▶ [Directions for this task]:
Below are records; reply with nothing but the number of lines in them that contain "exact".

▶ [Data for this exercise]:
= = = = = = =

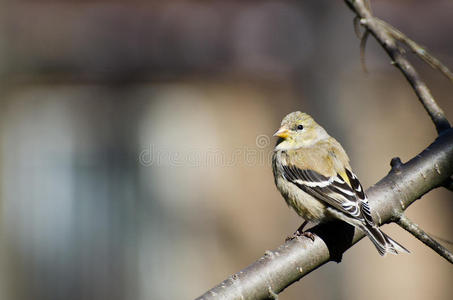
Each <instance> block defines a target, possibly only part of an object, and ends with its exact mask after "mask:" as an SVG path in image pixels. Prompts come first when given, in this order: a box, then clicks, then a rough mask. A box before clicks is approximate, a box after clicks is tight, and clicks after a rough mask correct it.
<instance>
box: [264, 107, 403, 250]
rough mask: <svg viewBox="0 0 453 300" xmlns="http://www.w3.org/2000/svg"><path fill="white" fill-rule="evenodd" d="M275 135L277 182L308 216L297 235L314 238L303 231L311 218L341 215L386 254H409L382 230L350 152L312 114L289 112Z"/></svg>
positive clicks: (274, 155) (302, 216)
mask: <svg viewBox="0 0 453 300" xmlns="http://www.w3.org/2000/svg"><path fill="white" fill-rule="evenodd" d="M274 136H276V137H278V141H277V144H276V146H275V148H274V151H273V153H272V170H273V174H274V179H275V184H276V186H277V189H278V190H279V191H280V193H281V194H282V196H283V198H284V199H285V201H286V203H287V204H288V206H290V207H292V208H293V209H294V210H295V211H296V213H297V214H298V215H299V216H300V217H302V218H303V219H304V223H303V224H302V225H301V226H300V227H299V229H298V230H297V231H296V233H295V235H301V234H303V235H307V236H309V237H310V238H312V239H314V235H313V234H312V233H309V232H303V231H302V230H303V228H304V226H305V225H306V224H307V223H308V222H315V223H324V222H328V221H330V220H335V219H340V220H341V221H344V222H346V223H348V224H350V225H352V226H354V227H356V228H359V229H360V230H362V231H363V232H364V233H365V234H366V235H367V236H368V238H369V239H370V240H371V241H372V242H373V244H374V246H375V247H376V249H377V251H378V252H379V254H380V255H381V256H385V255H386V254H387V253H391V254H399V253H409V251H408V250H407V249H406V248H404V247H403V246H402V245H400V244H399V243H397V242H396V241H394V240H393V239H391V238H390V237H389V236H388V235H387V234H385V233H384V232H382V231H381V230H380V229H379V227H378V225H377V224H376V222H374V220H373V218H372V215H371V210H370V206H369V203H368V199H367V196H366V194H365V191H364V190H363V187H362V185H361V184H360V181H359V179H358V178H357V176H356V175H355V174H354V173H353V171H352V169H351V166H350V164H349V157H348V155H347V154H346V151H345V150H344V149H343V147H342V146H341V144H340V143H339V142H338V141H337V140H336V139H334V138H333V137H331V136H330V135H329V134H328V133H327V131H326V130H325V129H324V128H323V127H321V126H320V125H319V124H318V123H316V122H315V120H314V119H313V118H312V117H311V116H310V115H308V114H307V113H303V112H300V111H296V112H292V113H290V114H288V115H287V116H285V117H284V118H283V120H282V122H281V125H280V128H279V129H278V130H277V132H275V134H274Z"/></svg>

= = = = = = =

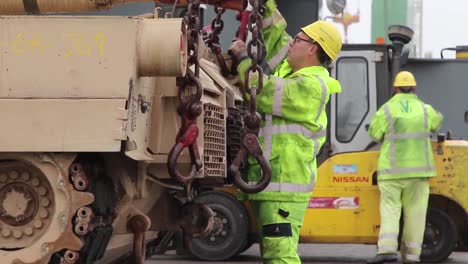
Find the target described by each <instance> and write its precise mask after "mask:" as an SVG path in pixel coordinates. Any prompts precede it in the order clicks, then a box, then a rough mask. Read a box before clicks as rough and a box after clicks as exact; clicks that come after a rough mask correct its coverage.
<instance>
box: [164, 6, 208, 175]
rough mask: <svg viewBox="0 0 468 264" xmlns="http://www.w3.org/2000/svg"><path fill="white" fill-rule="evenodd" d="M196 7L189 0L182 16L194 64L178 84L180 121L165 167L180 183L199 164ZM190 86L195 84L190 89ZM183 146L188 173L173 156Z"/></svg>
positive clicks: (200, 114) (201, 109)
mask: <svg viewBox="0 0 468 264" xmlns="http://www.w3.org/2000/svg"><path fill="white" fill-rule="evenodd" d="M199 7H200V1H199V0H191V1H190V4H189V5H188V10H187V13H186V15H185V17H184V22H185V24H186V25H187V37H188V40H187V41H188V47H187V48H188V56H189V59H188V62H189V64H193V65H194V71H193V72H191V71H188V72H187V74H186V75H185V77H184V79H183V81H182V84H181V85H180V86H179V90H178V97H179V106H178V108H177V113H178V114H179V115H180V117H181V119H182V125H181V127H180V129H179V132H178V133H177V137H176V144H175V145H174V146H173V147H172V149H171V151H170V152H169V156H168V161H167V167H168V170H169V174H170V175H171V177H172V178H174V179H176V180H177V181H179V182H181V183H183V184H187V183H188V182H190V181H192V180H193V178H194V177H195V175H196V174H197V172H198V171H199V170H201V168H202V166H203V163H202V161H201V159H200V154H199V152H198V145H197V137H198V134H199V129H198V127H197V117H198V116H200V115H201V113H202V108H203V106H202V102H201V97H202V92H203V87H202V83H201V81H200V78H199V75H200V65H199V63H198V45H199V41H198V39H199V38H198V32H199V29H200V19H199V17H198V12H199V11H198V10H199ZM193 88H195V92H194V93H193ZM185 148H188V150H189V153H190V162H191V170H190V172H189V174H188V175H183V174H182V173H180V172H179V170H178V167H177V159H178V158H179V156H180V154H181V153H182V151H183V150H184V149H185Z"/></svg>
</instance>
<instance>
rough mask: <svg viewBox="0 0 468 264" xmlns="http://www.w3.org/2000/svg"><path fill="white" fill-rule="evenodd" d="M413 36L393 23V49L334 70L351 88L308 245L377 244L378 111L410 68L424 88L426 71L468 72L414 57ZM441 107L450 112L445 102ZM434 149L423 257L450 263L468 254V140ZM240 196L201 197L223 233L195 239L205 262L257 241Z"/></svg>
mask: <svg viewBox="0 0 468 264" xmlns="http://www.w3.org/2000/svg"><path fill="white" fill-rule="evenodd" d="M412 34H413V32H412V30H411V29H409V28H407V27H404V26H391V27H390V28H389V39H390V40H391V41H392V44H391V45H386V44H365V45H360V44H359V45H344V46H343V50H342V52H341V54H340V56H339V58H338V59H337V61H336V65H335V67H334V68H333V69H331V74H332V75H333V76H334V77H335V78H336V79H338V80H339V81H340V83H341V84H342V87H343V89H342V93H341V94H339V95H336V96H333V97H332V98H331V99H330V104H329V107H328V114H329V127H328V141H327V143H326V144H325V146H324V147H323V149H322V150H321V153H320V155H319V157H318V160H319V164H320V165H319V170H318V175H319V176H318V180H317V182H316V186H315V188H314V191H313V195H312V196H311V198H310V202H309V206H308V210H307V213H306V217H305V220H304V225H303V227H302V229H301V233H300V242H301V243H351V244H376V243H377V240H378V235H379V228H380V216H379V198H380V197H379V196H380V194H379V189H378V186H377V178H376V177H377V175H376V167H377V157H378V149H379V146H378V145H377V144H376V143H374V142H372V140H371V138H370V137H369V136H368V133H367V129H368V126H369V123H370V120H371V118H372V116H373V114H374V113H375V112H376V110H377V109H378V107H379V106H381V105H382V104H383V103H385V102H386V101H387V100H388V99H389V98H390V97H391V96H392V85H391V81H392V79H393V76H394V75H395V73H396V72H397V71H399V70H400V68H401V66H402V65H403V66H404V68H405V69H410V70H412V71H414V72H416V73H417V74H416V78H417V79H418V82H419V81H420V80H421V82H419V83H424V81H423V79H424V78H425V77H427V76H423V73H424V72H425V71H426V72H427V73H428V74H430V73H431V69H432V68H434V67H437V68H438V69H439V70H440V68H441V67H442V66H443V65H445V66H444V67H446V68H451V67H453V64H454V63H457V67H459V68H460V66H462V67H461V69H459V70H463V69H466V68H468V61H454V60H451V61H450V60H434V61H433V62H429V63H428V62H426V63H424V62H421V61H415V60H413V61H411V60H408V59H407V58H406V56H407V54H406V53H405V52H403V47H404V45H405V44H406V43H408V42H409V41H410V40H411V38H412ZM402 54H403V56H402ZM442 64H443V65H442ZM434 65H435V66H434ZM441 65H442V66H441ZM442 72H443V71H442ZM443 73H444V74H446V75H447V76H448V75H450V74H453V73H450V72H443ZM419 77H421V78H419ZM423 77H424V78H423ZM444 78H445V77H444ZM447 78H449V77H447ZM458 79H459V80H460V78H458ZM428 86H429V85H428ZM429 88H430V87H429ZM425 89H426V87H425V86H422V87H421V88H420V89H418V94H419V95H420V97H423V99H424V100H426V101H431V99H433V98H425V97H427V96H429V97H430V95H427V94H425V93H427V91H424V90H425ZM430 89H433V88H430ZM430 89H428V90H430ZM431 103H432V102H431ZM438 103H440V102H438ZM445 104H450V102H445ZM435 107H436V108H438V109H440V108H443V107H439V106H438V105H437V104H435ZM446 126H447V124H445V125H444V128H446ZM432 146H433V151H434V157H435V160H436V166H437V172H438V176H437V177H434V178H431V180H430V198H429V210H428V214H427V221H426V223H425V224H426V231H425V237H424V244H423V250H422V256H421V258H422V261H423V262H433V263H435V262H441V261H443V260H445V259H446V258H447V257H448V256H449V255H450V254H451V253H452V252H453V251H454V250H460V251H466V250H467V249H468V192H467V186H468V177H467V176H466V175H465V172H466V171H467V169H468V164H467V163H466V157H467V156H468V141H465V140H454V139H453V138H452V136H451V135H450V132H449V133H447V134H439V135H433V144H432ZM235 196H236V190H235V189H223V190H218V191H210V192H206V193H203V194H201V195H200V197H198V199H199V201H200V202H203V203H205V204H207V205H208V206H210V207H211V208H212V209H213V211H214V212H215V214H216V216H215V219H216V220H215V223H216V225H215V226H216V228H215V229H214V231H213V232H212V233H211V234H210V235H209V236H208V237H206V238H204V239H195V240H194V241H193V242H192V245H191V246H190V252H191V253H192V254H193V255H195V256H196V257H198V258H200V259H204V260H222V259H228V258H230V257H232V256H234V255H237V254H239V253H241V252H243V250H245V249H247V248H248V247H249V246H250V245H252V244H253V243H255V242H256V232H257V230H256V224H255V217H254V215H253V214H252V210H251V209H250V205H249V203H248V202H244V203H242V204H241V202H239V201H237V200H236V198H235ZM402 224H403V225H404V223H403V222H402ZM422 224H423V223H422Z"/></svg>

= = = = = = =

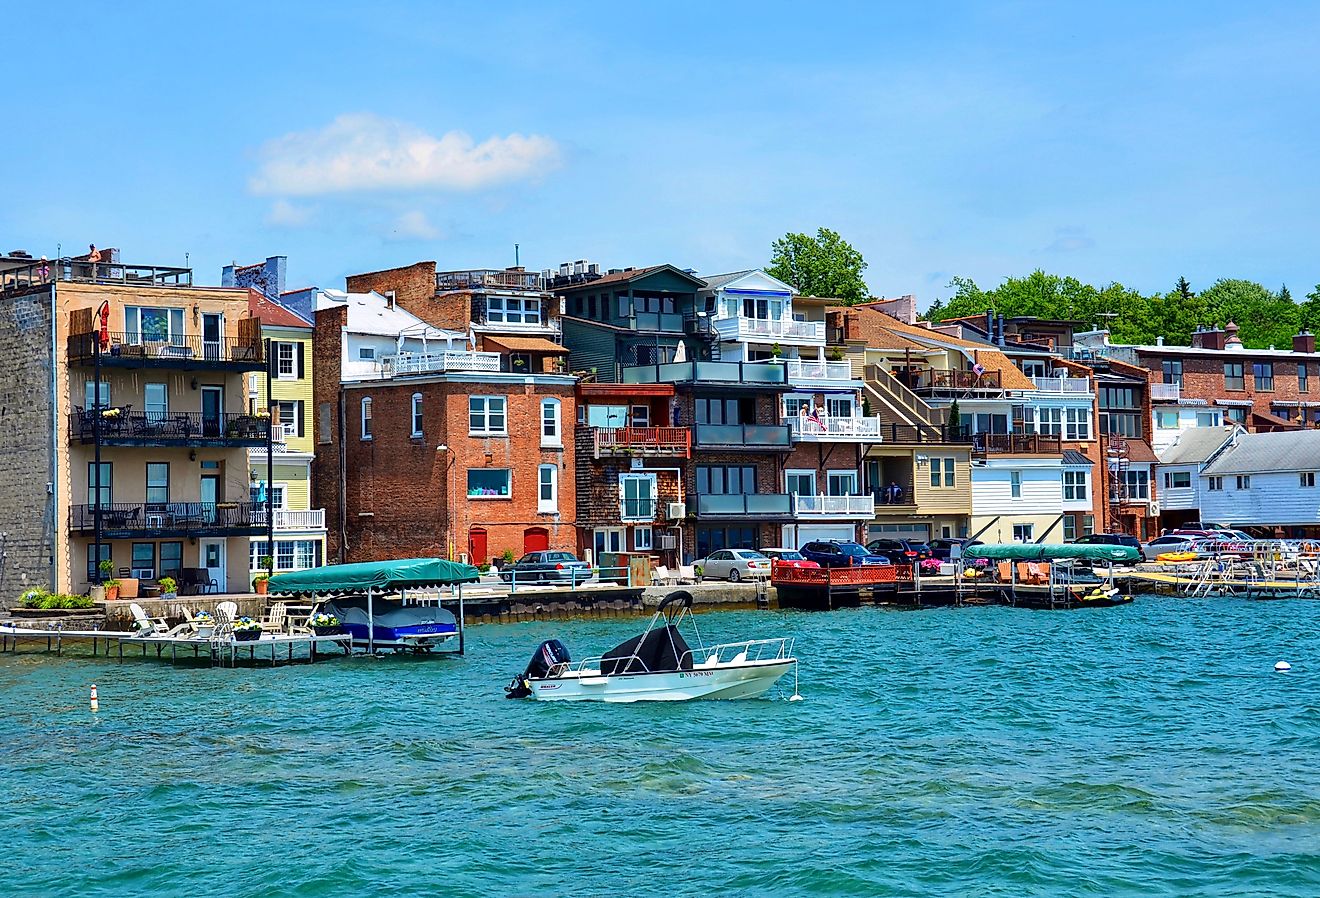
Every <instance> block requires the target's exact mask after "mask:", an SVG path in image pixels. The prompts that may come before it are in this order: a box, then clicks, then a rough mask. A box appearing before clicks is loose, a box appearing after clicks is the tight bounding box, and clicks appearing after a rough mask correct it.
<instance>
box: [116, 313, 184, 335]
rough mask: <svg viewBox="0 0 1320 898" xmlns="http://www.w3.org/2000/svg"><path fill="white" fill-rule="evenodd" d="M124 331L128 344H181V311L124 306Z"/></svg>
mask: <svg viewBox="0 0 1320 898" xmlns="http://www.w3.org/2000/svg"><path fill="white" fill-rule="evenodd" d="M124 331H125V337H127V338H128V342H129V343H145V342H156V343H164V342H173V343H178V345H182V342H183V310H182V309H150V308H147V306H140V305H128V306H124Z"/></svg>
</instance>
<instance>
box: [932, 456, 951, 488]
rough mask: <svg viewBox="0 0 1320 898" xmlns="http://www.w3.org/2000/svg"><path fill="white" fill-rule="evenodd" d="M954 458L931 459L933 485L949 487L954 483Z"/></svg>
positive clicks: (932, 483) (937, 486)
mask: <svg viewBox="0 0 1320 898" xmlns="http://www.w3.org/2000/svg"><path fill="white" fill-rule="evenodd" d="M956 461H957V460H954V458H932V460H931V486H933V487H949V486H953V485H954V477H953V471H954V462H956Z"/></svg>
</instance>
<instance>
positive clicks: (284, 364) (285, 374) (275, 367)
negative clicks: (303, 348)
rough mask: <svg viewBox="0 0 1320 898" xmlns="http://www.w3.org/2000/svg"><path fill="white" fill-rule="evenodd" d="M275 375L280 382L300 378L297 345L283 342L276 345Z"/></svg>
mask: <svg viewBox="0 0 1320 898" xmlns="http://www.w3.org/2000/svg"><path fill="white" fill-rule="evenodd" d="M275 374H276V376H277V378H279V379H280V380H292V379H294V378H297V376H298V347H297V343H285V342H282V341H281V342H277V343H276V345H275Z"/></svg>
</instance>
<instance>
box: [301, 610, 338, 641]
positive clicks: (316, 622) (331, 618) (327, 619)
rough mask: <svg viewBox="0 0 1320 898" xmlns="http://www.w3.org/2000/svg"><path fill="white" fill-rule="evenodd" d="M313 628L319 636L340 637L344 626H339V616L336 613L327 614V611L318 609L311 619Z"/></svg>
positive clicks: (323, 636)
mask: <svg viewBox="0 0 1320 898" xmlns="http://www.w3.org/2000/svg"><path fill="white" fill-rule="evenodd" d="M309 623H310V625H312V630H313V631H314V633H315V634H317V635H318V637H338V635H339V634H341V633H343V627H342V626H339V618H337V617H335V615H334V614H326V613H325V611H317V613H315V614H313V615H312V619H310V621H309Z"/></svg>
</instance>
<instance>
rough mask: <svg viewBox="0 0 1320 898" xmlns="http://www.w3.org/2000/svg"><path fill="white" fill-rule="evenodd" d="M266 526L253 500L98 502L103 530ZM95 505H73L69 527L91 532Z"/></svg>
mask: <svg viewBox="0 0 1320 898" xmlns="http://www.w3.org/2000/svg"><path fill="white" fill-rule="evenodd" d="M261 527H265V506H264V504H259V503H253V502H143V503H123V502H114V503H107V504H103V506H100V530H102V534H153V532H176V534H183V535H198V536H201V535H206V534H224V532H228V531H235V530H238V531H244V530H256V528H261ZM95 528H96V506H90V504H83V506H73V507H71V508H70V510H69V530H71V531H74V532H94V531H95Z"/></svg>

= = = = = = =

▶ [Task solution]:
3